> Exercise aim: Go through the records below and report each line with "white" in it.

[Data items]
- - - - - - -
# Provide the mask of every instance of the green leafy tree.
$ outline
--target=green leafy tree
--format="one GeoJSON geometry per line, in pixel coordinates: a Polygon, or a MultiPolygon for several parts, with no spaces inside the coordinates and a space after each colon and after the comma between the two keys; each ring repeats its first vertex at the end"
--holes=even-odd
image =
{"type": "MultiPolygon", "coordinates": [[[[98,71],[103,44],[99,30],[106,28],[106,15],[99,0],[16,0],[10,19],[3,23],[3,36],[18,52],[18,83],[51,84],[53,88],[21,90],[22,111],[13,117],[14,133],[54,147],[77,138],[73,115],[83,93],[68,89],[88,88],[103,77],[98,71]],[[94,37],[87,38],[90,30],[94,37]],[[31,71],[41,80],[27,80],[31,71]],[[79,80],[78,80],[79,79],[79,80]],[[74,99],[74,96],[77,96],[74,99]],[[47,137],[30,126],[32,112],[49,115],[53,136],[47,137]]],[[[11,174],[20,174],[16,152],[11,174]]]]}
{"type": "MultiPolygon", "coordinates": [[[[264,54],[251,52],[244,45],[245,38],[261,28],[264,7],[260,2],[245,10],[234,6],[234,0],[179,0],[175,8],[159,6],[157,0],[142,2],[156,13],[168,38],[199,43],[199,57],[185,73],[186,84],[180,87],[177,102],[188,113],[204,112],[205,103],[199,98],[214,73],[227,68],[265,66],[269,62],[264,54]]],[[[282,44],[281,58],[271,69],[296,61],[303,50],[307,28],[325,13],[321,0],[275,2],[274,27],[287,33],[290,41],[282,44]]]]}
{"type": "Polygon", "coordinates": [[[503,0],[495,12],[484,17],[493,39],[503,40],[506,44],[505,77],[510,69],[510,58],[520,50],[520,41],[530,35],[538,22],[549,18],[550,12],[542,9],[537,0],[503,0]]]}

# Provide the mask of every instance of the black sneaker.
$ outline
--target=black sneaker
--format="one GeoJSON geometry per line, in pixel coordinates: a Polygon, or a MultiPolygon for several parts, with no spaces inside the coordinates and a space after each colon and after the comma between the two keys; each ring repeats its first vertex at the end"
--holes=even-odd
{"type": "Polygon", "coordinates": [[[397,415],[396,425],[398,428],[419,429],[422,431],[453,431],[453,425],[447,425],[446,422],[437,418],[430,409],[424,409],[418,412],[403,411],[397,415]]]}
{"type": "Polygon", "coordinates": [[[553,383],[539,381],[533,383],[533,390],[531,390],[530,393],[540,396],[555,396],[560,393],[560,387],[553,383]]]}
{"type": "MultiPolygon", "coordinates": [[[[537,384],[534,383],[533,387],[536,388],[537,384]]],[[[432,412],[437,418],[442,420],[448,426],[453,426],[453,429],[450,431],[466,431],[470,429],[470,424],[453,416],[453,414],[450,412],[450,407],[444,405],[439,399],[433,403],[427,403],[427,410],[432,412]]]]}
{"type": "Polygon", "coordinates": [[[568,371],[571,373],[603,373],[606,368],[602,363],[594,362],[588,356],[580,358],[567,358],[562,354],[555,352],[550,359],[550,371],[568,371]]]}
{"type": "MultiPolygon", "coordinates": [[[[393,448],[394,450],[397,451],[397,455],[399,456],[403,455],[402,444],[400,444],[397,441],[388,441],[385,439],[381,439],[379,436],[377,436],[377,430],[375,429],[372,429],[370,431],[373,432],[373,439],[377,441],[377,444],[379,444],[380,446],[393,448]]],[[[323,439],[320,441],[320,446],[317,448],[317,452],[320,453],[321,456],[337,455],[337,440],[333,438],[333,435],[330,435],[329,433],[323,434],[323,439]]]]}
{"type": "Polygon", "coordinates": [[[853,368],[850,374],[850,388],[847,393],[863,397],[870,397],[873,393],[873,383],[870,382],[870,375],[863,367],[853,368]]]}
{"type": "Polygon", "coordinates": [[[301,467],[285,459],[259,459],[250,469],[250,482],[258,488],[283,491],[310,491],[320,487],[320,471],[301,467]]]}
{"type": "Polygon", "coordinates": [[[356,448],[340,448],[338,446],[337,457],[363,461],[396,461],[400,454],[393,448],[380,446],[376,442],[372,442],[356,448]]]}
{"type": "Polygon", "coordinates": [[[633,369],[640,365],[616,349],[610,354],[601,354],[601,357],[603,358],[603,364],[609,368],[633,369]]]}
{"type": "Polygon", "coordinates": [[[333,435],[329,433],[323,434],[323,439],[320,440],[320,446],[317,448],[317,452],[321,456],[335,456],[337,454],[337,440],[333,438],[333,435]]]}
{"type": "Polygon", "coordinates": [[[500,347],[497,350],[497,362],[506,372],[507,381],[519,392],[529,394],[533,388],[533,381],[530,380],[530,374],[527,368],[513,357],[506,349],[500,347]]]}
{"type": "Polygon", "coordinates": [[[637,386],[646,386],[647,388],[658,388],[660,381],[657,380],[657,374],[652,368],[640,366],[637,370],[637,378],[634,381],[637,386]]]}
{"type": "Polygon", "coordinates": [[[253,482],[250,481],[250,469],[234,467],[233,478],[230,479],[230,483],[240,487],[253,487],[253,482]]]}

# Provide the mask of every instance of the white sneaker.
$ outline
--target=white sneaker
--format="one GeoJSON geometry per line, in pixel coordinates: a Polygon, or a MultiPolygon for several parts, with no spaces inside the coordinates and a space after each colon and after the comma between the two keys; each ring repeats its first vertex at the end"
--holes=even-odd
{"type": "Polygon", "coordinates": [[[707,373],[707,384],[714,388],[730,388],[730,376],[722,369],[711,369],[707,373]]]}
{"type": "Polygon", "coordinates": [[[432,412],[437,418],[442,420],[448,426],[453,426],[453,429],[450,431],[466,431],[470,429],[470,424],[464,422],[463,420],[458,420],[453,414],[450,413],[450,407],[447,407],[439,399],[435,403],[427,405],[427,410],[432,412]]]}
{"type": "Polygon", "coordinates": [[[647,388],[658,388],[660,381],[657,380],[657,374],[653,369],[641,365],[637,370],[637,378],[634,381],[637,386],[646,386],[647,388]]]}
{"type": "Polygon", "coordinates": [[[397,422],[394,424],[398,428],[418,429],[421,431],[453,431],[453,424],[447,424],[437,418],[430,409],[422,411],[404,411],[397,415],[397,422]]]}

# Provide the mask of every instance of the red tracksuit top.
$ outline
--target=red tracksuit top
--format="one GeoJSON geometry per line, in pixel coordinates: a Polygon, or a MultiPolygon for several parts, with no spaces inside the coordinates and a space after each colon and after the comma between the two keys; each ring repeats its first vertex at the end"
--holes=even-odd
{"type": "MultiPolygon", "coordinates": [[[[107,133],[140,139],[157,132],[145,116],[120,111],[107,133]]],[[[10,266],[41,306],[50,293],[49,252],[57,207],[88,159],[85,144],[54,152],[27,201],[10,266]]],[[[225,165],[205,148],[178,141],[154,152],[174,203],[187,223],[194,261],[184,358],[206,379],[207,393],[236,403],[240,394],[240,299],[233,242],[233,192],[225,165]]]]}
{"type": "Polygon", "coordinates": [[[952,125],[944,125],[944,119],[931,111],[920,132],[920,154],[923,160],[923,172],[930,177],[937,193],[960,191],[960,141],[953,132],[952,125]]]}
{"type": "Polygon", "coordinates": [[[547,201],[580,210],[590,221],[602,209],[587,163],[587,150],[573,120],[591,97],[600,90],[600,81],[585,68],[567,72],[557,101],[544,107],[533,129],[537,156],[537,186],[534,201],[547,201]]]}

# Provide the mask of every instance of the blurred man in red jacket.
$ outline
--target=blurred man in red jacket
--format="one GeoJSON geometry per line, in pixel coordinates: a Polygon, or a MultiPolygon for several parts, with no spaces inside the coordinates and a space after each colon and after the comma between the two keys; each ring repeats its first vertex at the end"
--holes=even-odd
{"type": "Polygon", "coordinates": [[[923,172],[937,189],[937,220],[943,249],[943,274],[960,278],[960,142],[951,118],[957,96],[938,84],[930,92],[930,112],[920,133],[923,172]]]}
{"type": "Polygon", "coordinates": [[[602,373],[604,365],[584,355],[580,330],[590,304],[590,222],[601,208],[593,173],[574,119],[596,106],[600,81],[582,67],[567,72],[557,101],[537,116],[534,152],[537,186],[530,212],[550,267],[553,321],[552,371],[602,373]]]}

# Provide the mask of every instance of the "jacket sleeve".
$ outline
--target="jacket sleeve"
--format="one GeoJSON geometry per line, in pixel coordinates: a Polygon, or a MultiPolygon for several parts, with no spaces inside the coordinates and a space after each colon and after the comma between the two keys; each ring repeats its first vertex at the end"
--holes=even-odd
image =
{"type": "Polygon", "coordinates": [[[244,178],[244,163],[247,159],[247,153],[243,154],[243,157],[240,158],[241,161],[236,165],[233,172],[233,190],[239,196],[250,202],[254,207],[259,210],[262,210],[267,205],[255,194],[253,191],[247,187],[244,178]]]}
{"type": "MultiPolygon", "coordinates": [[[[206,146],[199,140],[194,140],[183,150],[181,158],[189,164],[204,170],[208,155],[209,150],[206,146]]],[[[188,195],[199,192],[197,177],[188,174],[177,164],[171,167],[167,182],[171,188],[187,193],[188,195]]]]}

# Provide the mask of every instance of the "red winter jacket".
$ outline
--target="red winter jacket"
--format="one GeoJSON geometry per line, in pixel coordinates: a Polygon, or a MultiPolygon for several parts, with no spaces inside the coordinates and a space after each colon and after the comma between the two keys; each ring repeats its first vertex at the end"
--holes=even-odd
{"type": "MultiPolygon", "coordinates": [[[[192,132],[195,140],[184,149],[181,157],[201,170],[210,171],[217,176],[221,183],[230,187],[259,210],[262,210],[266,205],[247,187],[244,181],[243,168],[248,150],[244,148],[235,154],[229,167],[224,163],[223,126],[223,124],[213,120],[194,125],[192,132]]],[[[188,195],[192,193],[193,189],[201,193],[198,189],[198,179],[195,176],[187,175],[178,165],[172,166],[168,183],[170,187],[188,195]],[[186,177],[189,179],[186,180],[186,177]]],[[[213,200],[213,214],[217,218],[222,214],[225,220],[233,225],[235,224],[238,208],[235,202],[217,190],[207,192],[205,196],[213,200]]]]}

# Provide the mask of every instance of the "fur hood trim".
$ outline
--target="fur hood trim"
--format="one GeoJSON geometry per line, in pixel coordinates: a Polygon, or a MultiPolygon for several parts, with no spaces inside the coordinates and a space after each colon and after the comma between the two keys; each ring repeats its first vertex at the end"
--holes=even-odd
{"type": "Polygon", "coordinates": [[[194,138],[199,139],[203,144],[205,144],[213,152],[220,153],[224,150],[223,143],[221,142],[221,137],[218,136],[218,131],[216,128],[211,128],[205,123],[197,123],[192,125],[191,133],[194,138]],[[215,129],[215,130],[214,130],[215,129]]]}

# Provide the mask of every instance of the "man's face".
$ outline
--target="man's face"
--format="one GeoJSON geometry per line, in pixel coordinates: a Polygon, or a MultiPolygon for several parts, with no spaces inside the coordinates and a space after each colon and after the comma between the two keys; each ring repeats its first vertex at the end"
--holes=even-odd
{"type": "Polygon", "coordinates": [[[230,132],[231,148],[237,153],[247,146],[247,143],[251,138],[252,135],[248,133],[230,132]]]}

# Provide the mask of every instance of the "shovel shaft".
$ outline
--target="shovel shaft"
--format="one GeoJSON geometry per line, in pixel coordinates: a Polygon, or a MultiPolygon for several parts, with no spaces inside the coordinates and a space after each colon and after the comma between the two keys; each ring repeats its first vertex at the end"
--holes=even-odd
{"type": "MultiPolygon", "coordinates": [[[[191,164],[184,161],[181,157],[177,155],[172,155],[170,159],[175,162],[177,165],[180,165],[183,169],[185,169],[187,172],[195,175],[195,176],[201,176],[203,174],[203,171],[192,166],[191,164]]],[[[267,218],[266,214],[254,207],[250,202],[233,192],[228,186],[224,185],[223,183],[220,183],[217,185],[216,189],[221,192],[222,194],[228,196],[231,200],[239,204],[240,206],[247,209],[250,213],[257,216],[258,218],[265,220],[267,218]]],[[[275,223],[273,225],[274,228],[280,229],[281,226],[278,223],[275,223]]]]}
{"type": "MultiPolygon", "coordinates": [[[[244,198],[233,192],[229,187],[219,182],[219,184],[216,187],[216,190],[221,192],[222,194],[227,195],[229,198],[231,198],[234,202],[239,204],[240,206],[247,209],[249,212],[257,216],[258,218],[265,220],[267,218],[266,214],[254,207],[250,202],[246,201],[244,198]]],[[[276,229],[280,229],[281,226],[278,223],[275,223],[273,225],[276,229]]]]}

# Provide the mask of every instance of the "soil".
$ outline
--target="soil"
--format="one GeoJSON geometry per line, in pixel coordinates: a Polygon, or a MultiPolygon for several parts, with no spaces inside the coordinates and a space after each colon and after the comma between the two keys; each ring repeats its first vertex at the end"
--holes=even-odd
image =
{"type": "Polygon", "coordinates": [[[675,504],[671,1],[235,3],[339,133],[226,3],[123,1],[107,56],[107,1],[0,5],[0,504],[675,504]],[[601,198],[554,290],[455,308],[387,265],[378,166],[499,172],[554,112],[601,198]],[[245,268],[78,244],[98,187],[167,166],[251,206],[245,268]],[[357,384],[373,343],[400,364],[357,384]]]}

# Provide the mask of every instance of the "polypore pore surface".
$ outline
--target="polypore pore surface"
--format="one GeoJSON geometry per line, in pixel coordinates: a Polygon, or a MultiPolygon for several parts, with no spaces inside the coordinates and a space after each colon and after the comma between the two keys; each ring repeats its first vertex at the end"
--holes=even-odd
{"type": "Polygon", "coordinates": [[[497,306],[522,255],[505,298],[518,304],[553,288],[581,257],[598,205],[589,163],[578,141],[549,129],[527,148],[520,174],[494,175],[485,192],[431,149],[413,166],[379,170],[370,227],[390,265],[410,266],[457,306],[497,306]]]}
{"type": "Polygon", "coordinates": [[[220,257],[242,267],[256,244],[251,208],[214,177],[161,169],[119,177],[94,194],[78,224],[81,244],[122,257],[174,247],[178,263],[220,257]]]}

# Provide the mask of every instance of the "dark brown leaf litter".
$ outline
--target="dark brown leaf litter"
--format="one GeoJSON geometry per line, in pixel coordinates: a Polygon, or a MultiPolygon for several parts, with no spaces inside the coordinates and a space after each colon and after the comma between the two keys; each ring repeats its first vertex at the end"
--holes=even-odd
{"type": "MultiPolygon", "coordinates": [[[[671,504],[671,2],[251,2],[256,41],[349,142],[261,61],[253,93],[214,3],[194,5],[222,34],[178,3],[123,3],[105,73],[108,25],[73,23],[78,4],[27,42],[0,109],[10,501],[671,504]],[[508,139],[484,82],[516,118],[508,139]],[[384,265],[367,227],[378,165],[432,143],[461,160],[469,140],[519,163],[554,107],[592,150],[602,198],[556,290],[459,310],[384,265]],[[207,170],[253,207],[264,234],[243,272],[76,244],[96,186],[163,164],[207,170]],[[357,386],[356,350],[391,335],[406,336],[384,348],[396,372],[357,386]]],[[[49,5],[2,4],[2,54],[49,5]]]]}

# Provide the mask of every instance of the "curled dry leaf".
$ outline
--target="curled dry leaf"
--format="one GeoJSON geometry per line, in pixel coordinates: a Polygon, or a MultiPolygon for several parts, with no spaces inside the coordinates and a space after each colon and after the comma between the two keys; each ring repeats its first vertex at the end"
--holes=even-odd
- - - - - - -
> Answer box:
# Provide the mask of every instance of the white sneaker.
--target=white sneaker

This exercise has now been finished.